# [Description of the task]
Transcribe, word for word, the line containing "the blue sky" and each line following it through the end of the listing below. Omit all other lines.

Excerpts of pointing data:
■ ■ ■
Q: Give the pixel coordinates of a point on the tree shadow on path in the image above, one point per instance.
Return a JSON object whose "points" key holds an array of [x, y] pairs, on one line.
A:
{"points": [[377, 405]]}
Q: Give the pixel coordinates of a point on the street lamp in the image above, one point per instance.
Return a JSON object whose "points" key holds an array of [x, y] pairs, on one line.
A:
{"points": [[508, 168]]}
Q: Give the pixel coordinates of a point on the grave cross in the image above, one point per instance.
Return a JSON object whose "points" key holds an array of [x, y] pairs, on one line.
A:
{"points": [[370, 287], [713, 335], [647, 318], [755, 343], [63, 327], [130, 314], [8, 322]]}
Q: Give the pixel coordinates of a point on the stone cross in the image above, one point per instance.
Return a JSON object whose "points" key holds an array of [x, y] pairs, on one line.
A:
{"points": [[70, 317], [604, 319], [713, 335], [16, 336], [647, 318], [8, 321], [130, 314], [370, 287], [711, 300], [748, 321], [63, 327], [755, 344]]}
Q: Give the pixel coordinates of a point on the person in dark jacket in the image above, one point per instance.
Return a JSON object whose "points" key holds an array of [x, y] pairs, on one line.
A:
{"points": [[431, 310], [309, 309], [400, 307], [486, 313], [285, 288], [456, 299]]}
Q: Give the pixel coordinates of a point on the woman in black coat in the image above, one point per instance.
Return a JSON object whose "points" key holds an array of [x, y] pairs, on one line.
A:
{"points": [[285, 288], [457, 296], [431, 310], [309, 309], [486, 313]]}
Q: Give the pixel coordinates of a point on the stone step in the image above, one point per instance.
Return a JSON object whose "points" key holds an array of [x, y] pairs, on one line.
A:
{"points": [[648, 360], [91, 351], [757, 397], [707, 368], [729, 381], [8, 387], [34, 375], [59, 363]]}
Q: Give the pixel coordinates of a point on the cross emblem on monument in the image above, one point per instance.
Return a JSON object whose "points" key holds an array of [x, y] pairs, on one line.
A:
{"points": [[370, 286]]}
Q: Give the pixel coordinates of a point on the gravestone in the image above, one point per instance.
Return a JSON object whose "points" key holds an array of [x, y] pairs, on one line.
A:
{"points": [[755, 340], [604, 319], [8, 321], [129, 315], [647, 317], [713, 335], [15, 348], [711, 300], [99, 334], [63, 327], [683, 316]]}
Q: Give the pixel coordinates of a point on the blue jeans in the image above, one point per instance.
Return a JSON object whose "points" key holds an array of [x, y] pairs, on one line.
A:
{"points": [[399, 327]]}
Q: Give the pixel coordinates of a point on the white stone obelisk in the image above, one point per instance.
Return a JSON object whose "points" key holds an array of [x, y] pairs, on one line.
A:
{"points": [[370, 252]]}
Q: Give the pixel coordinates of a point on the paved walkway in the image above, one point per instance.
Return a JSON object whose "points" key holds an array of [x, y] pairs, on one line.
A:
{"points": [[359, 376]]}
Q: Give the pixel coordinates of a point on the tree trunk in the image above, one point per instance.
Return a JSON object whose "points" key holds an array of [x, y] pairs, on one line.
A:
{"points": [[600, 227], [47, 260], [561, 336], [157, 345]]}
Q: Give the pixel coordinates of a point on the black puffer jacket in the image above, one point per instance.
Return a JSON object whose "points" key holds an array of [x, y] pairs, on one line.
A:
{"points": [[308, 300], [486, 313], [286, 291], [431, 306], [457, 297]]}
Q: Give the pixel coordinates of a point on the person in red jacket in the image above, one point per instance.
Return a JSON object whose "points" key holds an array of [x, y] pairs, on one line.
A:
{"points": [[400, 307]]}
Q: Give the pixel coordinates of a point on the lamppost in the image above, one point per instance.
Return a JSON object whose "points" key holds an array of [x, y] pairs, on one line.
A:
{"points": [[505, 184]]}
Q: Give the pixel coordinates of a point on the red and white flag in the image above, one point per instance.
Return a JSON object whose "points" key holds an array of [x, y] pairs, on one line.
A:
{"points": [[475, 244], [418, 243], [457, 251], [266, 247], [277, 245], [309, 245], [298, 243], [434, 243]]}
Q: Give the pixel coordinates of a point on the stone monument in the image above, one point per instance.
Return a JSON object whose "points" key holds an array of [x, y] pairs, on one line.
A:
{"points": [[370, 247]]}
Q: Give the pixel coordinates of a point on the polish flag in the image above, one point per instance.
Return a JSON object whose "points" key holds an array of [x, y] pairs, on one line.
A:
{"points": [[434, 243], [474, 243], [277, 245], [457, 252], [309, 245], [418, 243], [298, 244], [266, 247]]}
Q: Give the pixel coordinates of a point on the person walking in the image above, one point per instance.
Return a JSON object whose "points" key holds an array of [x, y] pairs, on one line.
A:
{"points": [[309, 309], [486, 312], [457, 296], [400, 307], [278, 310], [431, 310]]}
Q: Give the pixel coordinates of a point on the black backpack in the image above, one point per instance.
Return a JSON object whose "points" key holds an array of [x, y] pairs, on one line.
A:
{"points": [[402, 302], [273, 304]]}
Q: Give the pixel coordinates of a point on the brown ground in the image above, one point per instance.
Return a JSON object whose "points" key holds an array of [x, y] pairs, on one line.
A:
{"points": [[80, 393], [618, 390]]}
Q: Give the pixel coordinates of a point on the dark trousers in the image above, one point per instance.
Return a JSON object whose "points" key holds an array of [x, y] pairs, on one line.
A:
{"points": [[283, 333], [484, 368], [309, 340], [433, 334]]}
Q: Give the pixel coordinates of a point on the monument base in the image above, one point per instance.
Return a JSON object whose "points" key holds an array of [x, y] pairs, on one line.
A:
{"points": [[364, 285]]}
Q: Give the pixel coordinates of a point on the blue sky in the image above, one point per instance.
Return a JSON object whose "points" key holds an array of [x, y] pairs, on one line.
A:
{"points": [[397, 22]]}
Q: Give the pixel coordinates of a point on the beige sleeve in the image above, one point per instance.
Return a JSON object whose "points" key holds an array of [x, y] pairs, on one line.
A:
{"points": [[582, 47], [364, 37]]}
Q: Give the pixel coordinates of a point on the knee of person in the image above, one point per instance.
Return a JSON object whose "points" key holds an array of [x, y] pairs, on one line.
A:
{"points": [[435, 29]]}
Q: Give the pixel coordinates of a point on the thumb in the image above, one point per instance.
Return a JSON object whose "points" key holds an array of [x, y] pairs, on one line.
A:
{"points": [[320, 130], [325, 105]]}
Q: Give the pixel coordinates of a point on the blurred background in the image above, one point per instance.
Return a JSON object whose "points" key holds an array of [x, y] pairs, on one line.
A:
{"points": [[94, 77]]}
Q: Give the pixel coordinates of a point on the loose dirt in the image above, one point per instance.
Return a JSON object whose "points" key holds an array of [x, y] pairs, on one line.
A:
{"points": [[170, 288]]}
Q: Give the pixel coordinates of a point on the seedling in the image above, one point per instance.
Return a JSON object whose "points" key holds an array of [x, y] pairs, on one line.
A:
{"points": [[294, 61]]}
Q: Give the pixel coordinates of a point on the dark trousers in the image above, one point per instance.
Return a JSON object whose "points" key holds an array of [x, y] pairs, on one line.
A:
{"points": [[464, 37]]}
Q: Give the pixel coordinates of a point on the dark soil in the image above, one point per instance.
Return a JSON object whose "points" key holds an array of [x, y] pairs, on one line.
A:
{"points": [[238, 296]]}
■ ■ ■
# [The solution]
Q: Give the pixel coordinates of a point on the blue sky in the image above, one point per instance.
Return a JSON object whose "points" key holds an array of [x, y] pairs, on one line.
A:
{"points": [[397, 22]]}
Q: Give the pixel coordinates of a point on the beige sleeve in the image above, one point per instance.
Return a JSON object whose "points" key holds an array of [x, y] pairs, on one line.
A:
{"points": [[582, 47], [364, 37]]}
Q: Give the pixel coordinates of a point on the knee of person in the image above, one point per instance.
Return a JSON object whose "points" key holds an array of [x, y] pairs, on one line.
A:
{"points": [[435, 29]]}
Q: Give the pixel coordinates of a point on the thumb in the image above, one point per instance.
Return a JSON object whose "points" key holds an array of [x, y] pairs, on one line.
A:
{"points": [[320, 130], [325, 105]]}
Q: Give the pixel coordinates of a point on the blurred background in the image above, one point per instance.
Return a JSON object whose "points" key holds an array of [x, y] pairs, on one line.
A:
{"points": [[94, 77]]}
Q: Give the pixel coordinates of a point on the loose dirt in the image above, one point per instance.
Return a JSON object whose "points" key holds an array of [x, y] pairs, on one line.
A:
{"points": [[170, 288]]}
Q: Give the pixel coordinates of a point on the seedling in the image above, one point per instance.
Return a JSON object whose "points" key holds an array of [x, y] pairs, on one line.
A:
{"points": [[294, 61]]}
Q: Give the pixel coordinates of a point on the dark trousers in the image above, one point per instance.
Return a JSON object whose "points" key holds an array of [x, y] pairs, on one line.
A:
{"points": [[464, 37]]}
Q: Give the pixel coordinates of a point on the dark soil in the image above, one point per instance.
Return a JSON object whose "points" key holds an array of [x, y] pairs, on one line.
A:
{"points": [[238, 296]]}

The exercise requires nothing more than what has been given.